Can you write out, word for word, the stretch of the data below from the line containing "Shelf-audit task: drop a dot on every instance of the clear" through the end, including both of those ends?

Point annotations for photos
^^^^^^^^^^^^^^^^

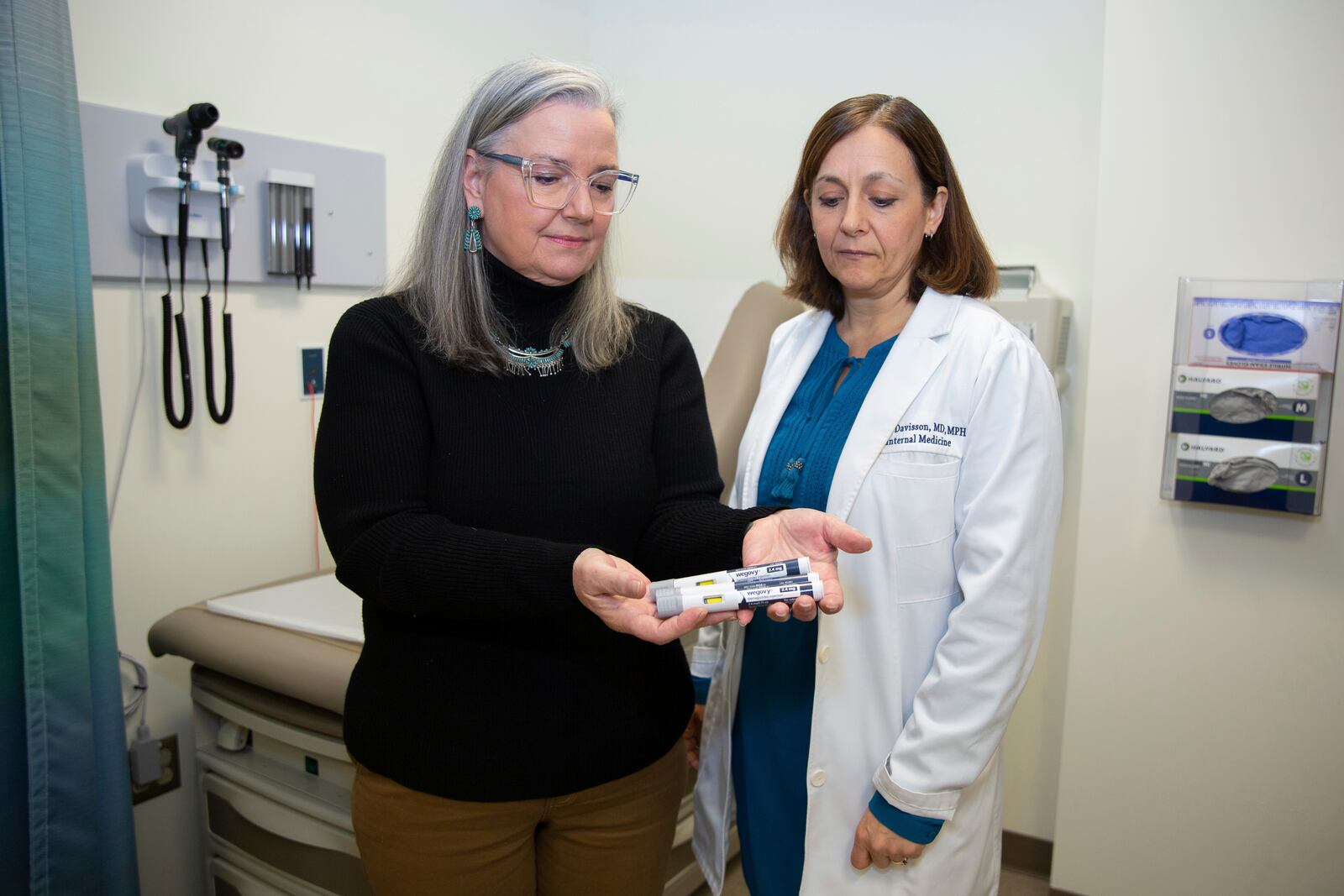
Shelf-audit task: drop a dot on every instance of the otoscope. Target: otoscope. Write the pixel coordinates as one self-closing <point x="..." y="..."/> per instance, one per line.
<point x="186" y="129"/>
<point x="225" y="150"/>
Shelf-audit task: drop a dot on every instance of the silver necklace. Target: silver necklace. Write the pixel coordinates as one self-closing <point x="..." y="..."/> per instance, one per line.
<point x="543" y="362"/>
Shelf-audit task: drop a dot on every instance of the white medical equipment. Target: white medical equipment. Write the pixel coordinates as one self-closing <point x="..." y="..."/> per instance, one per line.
<point x="1045" y="318"/>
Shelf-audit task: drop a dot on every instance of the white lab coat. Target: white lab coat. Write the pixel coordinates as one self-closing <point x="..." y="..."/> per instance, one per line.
<point x="954" y="469"/>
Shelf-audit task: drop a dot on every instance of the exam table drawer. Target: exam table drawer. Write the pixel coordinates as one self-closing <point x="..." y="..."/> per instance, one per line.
<point x="228" y="879"/>
<point x="284" y="839"/>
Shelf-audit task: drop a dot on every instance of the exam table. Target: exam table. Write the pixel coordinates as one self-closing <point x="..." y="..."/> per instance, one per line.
<point x="268" y="688"/>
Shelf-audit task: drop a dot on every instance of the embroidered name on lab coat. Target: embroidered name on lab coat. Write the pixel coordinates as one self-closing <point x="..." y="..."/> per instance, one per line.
<point x="938" y="434"/>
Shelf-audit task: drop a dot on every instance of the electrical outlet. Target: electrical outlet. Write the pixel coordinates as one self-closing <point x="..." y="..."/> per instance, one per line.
<point x="170" y="774"/>
<point x="312" y="371"/>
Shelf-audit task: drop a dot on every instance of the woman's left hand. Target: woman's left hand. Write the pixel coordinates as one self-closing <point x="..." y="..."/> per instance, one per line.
<point x="618" y="595"/>
<point x="875" y="844"/>
<point x="800" y="532"/>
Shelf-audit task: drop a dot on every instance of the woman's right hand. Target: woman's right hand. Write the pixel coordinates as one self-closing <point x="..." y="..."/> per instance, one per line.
<point x="618" y="594"/>
<point x="692" y="736"/>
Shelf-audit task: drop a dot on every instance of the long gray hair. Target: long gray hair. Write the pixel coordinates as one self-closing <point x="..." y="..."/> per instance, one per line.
<point x="447" y="291"/>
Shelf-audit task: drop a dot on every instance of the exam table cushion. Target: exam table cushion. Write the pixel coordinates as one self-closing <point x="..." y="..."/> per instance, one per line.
<point x="266" y="703"/>
<point x="309" y="668"/>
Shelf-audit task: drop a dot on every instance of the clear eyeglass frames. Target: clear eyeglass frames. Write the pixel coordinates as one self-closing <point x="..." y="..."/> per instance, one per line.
<point x="551" y="184"/>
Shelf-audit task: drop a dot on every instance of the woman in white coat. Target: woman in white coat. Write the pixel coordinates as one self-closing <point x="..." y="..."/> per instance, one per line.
<point x="859" y="752"/>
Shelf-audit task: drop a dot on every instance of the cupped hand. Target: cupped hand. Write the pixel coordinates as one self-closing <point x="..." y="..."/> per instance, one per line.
<point x="618" y="594"/>
<point x="875" y="844"/>
<point x="800" y="532"/>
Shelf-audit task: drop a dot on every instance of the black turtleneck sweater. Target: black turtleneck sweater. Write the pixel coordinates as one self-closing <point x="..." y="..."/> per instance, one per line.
<point x="456" y="503"/>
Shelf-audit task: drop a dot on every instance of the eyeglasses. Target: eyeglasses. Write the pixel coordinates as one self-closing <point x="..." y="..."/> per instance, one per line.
<point x="551" y="184"/>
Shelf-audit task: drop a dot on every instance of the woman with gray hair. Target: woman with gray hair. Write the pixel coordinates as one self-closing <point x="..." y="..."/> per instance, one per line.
<point x="506" y="450"/>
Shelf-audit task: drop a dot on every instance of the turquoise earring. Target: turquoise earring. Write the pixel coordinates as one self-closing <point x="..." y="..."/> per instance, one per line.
<point x="472" y="241"/>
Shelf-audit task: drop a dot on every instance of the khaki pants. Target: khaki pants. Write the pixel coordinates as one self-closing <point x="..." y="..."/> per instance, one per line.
<point x="608" y="840"/>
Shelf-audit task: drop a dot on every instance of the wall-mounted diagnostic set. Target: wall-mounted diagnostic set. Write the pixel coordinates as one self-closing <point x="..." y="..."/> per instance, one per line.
<point x="1253" y="372"/>
<point x="255" y="195"/>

^^^^^^^^^^^^^^^^

▶ **Written answer**:
Shelf-audit task: drop a dot on every instance of the clear eyeglass frames. Target: clear eyeglass frames. Write the pixel coordinates as one self-closing <point x="..." y="..."/> per instance, one per line.
<point x="551" y="184"/>
Shelf-audit task: drop a dot on every instance of the woman in white coat. Target: woman in white coat. Write the pixel coordinates as one self-closing <point x="..." y="..."/> per instance, one per line.
<point x="859" y="752"/>
Shelf-audit task: drop a dot on every instance of the cupped hand. Target: cupped hand. Write the pixel coordinates as one self-closing <point x="..." y="..."/> per instance, one per line.
<point x="618" y="594"/>
<point x="875" y="844"/>
<point x="800" y="532"/>
Shelf-audit task: drop a dot on every instance of the black turtleneck sweater. Target: black turtleneck sweater. Write the pixel coordinates as one self-closing <point x="..." y="..."/> per instance, one per line.
<point x="456" y="503"/>
Shelf-audit task: drop a dot on every instance of the eyeglasses. Target: eyeglasses. Write the pixel coordinates as one self-closing <point x="..." y="..."/> per instance, one per line.
<point x="551" y="184"/>
Shelf-audit task: drop a dot on every instance of the woman with gray hair. Target: woman with gray hair. Write the pixel coordinates as one self-closing <point x="..." y="..."/> per instance, one per line.
<point x="506" y="450"/>
Shelf-audit task: drop a dot on every instance of the turquoise earring. Target: turquoise earring. Write the pixel coordinates as one self-closing <point x="..." y="..."/> per instance, one per line.
<point x="472" y="241"/>
Shelf-audit task: drop a dot on every instance of the khaki pants. Target: khaki pants. Write the pixel coordinates as one self-closing <point x="..." y="..."/> per instance, one per line.
<point x="608" y="840"/>
Shelf-audit task: drop a dot on every instance of the wall-mounted diagnostic set. Target: wall-mounted diagnostic set. Write the pixel coordinates as one self-closing <point x="..." y="..."/> per instance, one per line.
<point x="1253" y="372"/>
<point x="255" y="195"/>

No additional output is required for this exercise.